[SOURCE DOCUMENT]

This recipe will definitely go into my rotation. It is easy to throw together and is a filling one dish meal. I suggest following the directions and mixing everything because the warm rice wilts the greens and melts the cheese.
Chicken, Arugula, and Wild Rice Salad with Sauteed Apples
More From Cooking Light
Amount per serving
- Calories: 308
- Calories from fat: 27%
- Fat: 9.3g
- Saturated fat: 2.6g
- Monounsaturated fat: 4.8g
- Polyunsaturated fat: 1g
- Protein: 20.6g
- Carbohydrate: 37.6g
- Fiber: 4g
- Cholesterol: 45mg
- Iron: 1.1mg
- Sodium: 555mg
- Calcium: 86mg
- 1/4 cup champagne vinegar or white wine vinegar
- 1 1/2 tablespoons extra-virgin olive oil
- 1 tablespoon sugar
- 1 tablespoon fresh lemon juice
- 1 teaspoon Dijon mustard
- 1/2 teaspoon dried basil
- 1/8 teaspoon salt
- 1/8 teaspoon black pepper
- 1 3/4 cups water
- 2/3 cup uncooked wild rice
- 2 Granny Smith apples, each cut into 8 wedges
- 1 1/2 tablespoons fresh lemon juice
- 3 cups trimmed arugula or spinach
- 2 cups chopped ready-to-eat roasted skinned, boned chicken breasts (about 2 breasts)

[/SOURCE DOCUMENT]

WORK REQUEST 1:
In the recipe text, replace "greens" with "arugula" and give everything from "This recipe will" down to "melts the cheese.".
WORK REQUEST 2:
List every ingredient in the recipe whose amount is given in teaspoons.
WORK REQUEST 3:
Answer these questions from the recipe:
(a) How many calories does one serving contain?
(b) How much uncooked wild rice does the ingredient list call for?
(c) According to the opening paragraph, what does the warm rice do?

[MATERIAL PROVIDED]

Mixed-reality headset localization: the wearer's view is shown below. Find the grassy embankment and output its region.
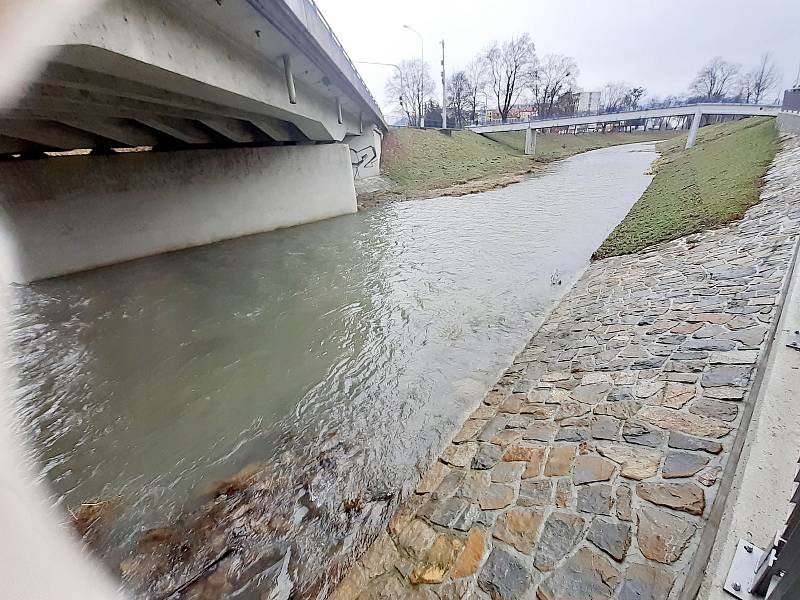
[381,128,672,198]
[593,117,778,258]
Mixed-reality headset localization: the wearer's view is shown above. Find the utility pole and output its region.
[441,40,447,129]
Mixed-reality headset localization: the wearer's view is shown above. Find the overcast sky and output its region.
[316,0,800,115]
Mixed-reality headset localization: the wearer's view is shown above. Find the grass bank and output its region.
[593,117,778,258]
[377,128,671,200]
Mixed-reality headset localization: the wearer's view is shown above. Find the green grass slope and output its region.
[593,117,778,258]
[381,128,531,191]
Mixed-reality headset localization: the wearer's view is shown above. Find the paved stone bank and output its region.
[334,139,800,600]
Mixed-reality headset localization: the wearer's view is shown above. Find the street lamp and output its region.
[353,60,406,121]
[403,25,425,128]
[478,91,489,125]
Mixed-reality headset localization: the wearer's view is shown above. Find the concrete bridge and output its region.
[0,0,387,283]
[471,103,781,154]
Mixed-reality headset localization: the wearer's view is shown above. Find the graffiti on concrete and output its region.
[350,145,378,177]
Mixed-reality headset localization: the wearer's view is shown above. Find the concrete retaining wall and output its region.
[778,112,800,133]
[344,127,383,179]
[0,144,356,283]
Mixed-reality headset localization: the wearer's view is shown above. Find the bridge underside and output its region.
[0,0,385,283]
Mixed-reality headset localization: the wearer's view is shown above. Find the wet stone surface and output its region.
[333,140,800,600]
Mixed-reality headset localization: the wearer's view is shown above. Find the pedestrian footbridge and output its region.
[471,102,781,154]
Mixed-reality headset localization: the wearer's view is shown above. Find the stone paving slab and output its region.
[333,138,800,600]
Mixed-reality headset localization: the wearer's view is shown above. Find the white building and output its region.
[577,92,600,113]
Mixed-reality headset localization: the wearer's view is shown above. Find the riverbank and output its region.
[335,132,800,600]
[358,128,676,209]
[593,117,778,258]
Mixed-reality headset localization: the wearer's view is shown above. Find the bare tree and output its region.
[464,56,489,123]
[485,33,536,123]
[602,81,629,112]
[386,59,436,126]
[690,56,739,102]
[742,52,780,104]
[529,54,578,117]
[622,86,647,110]
[447,71,472,128]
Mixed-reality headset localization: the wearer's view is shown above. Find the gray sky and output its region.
[316,0,800,113]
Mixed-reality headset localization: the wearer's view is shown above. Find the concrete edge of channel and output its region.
[678,136,800,600]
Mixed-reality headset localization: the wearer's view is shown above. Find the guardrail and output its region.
[306,0,380,112]
[724,458,800,600]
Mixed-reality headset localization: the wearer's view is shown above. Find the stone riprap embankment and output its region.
[334,132,800,600]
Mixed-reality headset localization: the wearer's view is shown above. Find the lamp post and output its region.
[403,25,425,128]
[440,40,447,129]
[478,91,489,125]
[353,60,406,122]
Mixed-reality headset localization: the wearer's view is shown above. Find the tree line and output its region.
[386,33,780,127]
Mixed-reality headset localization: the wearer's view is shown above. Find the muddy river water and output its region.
[13,144,655,598]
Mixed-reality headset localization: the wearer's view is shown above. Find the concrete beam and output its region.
[0,135,47,154]
[0,144,356,283]
[250,117,308,142]
[50,0,350,141]
[201,117,265,144]
[54,116,161,146]
[134,117,218,144]
[0,119,104,150]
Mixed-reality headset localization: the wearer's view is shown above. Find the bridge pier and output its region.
[686,109,703,150]
[0,143,356,283]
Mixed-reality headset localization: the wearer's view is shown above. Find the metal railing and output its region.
[306,0,380,112]
[724,458,800,600]
[480,100,774,127]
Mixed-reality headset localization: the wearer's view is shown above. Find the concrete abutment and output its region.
[0,143,356,283]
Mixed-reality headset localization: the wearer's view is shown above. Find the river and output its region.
[13,144,655,598]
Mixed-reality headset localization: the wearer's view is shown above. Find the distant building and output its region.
[577,92,600,113]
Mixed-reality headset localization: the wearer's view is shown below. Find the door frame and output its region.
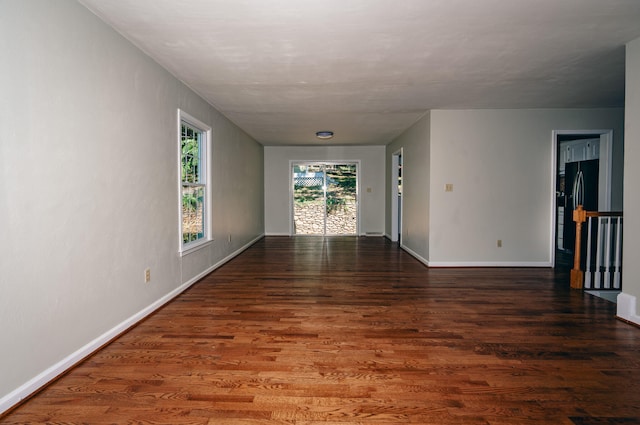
[289,159,361,237]
[549,129,613,267]
[391,148,405,242]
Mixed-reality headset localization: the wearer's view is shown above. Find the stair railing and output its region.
[571,205,622,290]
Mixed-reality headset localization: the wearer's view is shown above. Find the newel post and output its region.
[571,205,587,289]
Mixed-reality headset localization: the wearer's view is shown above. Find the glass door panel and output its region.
[325,164,358,235]
[292,163,358,235]
[293,164,325,235]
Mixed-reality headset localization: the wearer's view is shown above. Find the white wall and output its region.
[385,114,431,263]
[386,108,624,266]
[0,0,264,412]
[618,38,640,325]
[429,109,623,266]
[264,142,385,235]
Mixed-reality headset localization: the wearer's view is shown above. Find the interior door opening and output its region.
[291,162,358,235]
[391,149,402,245]
[552,130,612,269]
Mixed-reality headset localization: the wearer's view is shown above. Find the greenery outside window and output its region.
[179,111,211,252]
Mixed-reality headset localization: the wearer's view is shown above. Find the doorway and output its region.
[291,162,359,235]
[552,130,613,269]
[391,149,403,245]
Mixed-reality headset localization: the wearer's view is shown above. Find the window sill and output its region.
[179,239,213,257]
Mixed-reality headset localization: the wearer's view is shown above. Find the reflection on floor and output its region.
[584,291,621,303]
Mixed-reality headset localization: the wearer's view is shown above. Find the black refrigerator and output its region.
[563,159,600,252]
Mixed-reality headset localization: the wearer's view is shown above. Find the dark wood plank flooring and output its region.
[0,237,640,425]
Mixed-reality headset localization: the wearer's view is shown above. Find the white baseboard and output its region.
[400,245,430,267]
[429,261,553,267]
[0,235,264,415]
[616,292,640,325]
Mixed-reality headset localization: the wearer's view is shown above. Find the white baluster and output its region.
[594,217,602,289]
[604,217,612,289]
[584,217,593,289]
[613,217,622,289]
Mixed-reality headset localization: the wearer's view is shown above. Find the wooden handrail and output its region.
[587,211,622,217]
[571,205,587,289]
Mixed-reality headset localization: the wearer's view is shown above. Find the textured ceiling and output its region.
[80,0,640,145]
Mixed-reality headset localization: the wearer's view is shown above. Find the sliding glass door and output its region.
[292,162,358,235]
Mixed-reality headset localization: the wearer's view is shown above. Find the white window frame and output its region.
[177,109,213,255]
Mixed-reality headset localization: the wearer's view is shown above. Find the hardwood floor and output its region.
[0,237,640,425]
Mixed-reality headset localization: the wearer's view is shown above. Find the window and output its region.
[179,111,211,252]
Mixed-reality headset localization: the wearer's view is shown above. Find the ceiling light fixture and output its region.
[316,131,333,139]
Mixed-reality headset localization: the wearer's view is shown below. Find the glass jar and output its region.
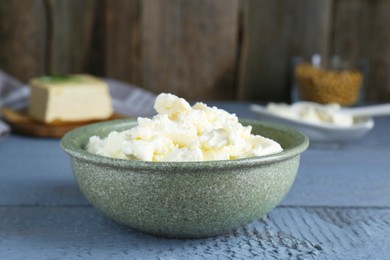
[292,54,367,106]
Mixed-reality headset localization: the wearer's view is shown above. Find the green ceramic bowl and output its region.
[61,119,309,238]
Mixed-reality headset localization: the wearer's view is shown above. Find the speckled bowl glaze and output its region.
[61,119,308,238]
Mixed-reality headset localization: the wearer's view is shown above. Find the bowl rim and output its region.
[60,118,309,170]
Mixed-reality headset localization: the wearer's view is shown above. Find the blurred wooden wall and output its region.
[0,0,390,102]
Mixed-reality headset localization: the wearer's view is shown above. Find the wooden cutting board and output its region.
[2,108,125,138]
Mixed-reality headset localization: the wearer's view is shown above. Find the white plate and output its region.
[251,105,374,143]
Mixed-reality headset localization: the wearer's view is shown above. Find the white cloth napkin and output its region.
[0,70,156,138]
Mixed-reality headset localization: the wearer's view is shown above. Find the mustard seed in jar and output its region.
[295,63,363,106]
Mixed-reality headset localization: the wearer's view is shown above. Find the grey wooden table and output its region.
[0,103,390,259]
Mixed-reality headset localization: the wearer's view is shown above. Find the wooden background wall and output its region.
[0,0,390,102]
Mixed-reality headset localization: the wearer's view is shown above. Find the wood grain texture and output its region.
[367,0,390,102]
[100,0,142,86]
[0,206,390,260]
[0,0,390,102]
[0,0,47,81]
[142,0,239,100]
[239,0,331,101]
[46,0,96,74]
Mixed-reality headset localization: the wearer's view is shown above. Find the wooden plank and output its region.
[47,0,96,74]
[330,0,372,63]
[330,0,373,102]
[0,206,390,259]
[104,0,142,85]
[367,0,390,102]
[239,0,332,102]
[0,0,47,82]
[142,0,239,100]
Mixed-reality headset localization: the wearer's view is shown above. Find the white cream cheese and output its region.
[86,93,282,161]
[266,101,354,127]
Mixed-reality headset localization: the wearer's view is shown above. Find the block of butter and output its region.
[28,74,113,124]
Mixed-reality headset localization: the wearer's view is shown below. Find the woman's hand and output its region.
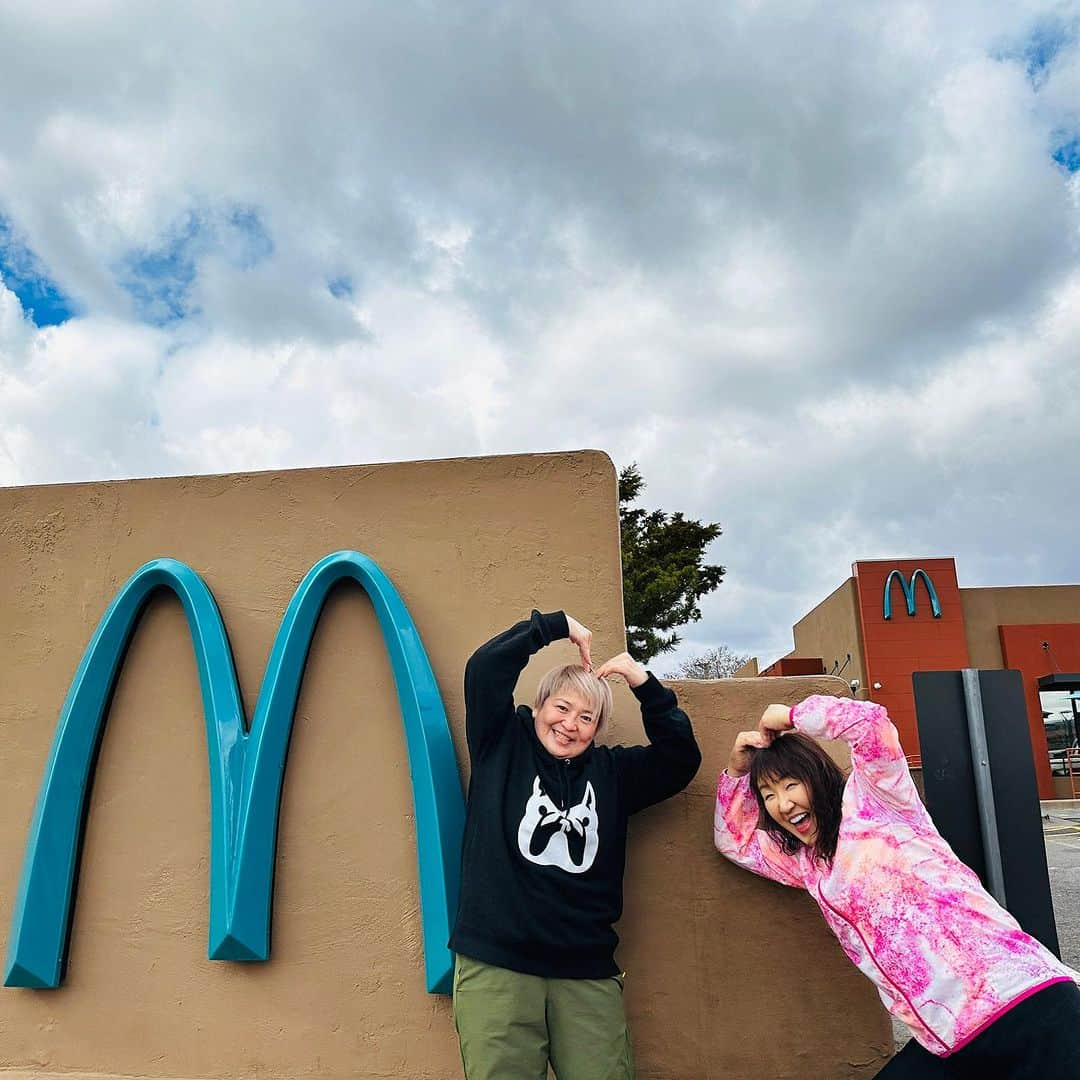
[757,705,795,742]
[596,652,649,687]
[566,616,593,672]
[728,731,773,777]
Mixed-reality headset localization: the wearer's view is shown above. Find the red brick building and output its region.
[741,558,1080,798]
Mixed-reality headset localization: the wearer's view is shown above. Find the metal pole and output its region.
[961,667,1005,907]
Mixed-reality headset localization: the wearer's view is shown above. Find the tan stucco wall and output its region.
[0,453,890,1080]
[788,578,866,688]
[960,585,1080,669]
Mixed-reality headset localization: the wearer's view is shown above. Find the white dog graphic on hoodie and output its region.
[517,777,599,874]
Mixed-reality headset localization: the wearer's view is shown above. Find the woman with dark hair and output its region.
[714,697,1080,1080]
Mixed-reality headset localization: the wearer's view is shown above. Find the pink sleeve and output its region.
[792,694,920,810]
[713,772,806,889]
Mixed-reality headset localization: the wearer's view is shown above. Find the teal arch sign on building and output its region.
[4,551,464,994]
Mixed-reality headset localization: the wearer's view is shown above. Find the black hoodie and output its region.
[449,611,701,978]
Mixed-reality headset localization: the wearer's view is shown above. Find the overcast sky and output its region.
[0,0,1080,670]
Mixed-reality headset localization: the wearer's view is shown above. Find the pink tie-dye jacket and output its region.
[715,697,1078,1057]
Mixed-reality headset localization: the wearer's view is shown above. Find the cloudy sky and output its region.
[0,0,1080,670]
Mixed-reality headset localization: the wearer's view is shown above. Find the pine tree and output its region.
[619,464,725,663]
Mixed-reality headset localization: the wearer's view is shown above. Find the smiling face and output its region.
[532,687,597,760]
[757,777,818,846]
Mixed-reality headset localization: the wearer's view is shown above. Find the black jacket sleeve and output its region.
[465,611,570,760]
[613,674,701,813]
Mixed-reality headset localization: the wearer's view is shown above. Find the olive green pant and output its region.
[454,954,634,1080]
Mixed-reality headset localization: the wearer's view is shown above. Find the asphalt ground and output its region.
[892,808,1080,1050]
[1042,809,1080,970]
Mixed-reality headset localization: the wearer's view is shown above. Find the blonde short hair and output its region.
[532,664,611,731]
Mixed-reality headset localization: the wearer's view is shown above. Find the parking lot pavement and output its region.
[892,808,1080,1050]
[1042,809,1080,970]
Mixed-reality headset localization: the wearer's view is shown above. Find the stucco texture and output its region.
[0,451,891,1080]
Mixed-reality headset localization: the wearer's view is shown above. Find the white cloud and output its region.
[0,0,1080,653]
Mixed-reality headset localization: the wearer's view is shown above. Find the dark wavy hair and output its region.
[750,731,847,863]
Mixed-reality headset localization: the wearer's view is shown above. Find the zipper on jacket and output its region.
[818,881,953,1053]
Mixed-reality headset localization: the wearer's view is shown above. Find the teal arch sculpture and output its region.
[4,551,464,994]
[881,566,942,620]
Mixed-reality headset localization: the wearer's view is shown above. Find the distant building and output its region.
[751,558,1080,799]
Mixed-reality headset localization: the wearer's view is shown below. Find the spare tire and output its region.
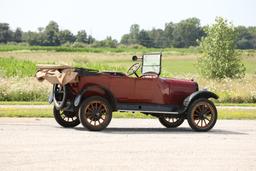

[/MATERIAL PROVIDED]

ANSWER 1:
This recipe will definitely go into my rotation. It is easy to throw together and is a filling one dish meal. I suggest following the directions and mixing everything because the warm rice wilts the arugula and melts the cheese.

ANSWER 2:
Dijon mustard
Dried basil
Salt
Black pepper

ANSWER 3:
(a) 308
(b) 2/3 cup
(c) It wilts the greens and melts the cheese.